# Does anyone know how to get the red stuffed stocking?



## Louis

Hello,

It seems that there are 17 Christmas furniture in total, one of which is the red stuffed stocking. I cannot seem to get it. I don't have it in my Crafting and neither in my Goals. Does anyone know how to get it?

Edit: It seems to be that in Animal Crossing: City Folk/Let's go the City, Naughty or Nice Day is a day where Tortimer will give you a stuffed stocking. Maybe we will get the same in Pocket Camp?


----------



## Snow

Where do you even see it? I wonder if it will be a Toy Day gift from Isabelle!


----------



## shayx

Snow said:


> Where do you even see it? I wonder if it will be a Toy Day gift from Isabelle!



Catalog --> Special --> Holiday 2017


----------



## J087

Wait for the 25th.


----------



## dabbler

J087 said:


> Wait for the 25th.




^ how much do we want to bet that in order to get it, you must have the fireplace placed in your camp?


----------



## shayx

dabbler said:


> ^ how much do we want to bet that in order to get it, you must have the fireplace placed in your camp?



I am only missing the fence (Yeah, I'm a weirdo who likes to get the difficult ones knocked out first).  That being said, it doesn't come when the fireplace is placed.  Once I finish the fence, though, I'll let you know if it's unlockable once you've unlocked everything else.  That was my only other bet, aside from the much more likely conclusion that it is currently being withheld until a certain date.


----------



## LuciaMew

I crafted everything and I didn?t receive any stuffed  stocking.

- **Records**:
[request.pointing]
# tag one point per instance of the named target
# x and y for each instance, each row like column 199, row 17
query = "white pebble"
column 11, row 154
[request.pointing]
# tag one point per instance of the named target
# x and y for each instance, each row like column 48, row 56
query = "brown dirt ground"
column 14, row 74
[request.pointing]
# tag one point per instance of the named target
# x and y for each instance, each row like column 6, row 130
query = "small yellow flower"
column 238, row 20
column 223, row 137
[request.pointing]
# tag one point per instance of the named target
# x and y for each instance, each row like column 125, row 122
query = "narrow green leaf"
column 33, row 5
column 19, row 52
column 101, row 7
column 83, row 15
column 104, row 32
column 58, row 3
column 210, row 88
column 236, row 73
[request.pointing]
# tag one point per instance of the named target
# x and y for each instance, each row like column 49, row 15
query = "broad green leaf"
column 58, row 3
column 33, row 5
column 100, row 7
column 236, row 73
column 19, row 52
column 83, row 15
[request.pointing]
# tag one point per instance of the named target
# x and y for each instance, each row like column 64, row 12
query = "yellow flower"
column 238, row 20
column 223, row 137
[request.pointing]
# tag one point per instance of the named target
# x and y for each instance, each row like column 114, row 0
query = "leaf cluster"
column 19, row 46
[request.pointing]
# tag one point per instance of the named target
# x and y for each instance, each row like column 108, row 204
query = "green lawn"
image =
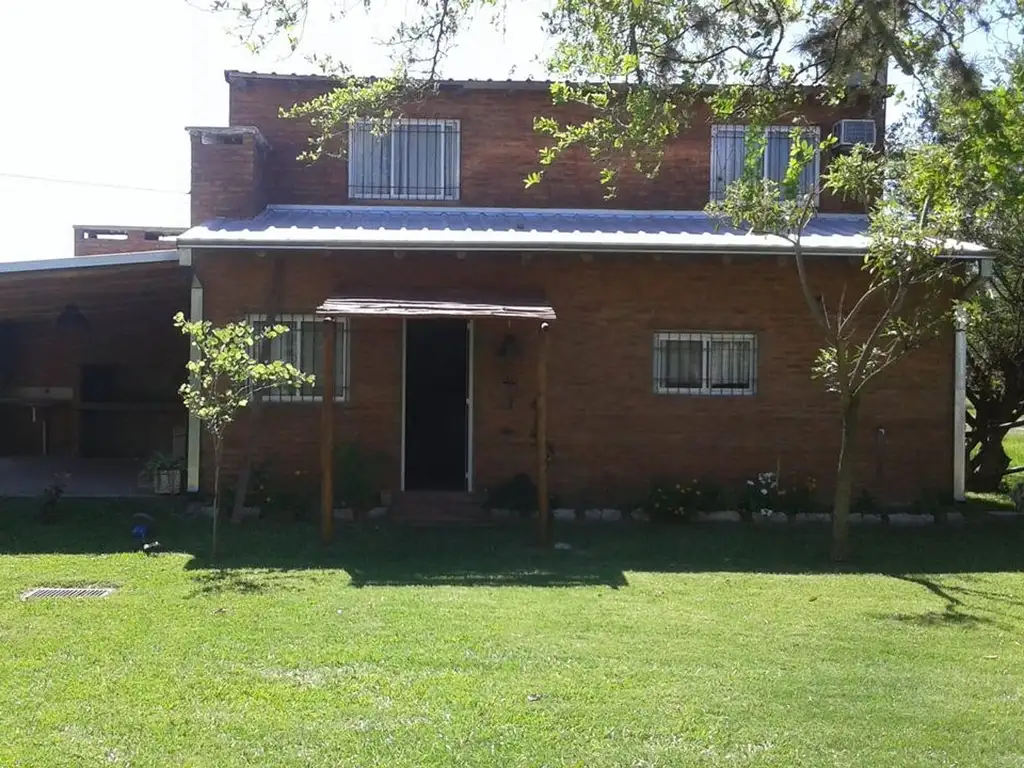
---
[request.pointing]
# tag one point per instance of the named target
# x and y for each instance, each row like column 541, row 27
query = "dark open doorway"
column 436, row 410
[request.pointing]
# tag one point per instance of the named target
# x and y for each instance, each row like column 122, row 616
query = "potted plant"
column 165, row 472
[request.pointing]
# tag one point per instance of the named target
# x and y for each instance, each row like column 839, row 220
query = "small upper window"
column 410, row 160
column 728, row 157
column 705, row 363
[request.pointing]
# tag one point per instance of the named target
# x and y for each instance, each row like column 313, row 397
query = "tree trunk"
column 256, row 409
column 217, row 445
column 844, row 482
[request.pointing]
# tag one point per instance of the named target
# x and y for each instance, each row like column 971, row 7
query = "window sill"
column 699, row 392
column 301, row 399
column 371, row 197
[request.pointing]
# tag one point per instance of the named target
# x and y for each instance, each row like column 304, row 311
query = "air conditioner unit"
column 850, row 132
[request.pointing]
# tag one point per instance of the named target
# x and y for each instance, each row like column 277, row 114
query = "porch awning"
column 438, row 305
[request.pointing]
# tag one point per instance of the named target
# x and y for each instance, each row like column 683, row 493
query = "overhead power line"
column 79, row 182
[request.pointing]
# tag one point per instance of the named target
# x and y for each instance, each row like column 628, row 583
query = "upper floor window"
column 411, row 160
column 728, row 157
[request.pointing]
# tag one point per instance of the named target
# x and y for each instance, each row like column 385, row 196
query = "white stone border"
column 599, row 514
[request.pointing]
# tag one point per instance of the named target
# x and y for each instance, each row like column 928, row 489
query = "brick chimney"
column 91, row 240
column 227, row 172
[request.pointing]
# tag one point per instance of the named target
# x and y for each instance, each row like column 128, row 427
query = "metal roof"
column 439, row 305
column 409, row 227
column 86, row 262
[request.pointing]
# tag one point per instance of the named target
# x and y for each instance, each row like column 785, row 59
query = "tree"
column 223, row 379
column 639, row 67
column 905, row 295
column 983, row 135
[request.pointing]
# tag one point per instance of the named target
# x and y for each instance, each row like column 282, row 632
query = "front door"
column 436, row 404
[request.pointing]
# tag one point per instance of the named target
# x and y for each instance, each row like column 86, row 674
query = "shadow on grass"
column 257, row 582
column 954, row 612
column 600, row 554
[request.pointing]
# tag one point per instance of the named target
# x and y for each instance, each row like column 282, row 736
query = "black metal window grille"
---
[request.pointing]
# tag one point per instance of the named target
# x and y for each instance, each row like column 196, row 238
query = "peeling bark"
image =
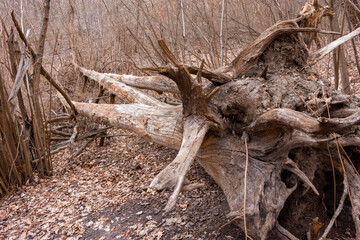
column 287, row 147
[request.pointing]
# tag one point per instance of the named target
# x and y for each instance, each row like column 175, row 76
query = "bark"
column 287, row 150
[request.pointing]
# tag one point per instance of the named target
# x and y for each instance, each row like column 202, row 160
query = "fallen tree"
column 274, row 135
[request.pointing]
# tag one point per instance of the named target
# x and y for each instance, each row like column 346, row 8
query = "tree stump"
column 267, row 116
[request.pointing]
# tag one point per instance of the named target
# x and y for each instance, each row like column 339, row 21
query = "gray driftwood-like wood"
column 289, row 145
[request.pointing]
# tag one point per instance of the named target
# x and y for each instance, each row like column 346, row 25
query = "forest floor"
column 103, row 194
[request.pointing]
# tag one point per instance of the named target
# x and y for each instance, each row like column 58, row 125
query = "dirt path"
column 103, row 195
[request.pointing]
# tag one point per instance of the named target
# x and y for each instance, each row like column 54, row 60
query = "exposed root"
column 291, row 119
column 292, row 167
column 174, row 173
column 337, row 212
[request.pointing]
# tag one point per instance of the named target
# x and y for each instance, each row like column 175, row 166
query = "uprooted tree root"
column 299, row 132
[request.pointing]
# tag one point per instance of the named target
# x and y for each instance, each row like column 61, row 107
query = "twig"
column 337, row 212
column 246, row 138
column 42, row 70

- **Request A**:
In the forum thread about the red stuffed stocking, where in the catalog does the stocking appear?
- **Request B**:
Extend the forum thread about the red stuffed stocking, picking up after its final post.
The material has no connection to the forum thread about the red stuffed stocking.

- **Reply A**:
Under Catalog, then Special, then Holiday 2017.

- **Reply B**:
----------



## Cheshire

Some animals mention that it’s Naughty or Nice Day today. We may get it sometime today, just like in New Leaf 
View attachment 212351


----------



## Louis

Reading the event on the Animal Crossing Wiki (City Folk):



> Naughty or Nice Day is an event held on the first Saturday of December or the Friday. It is first introduced in City Folk. It is mainly a quiet day, with most villagers in their homes. [...]
> Tortimer will stand outside the Town Hall and when the player approaches him he will inquire whether they have been naughty or nice. Regardless of what the player says, he will give them a stuffed stocking, which, like all other holiday related items, cannot be bought from the catalog.


----------



## Bcat

Yeah but that’s a uk exclusive holiday


----------



## Cheshire

Bcat said:


> Yeah but that’s a uk exclusive holiday



Ah, I didn‘t know that, sorry. So that means that Pocket Camp has region-exclusive events, too? That‘s... weird :| By the way, we did not get the stocking yet, either, even though all the animals keep talking about being nice and/or naughty. So it will probably be a christmas gift after all.


----------



## Lord Roberts

Look for it later this month, because it's listed under Holiday, 2017, so they've got a plan to distribute it at some point.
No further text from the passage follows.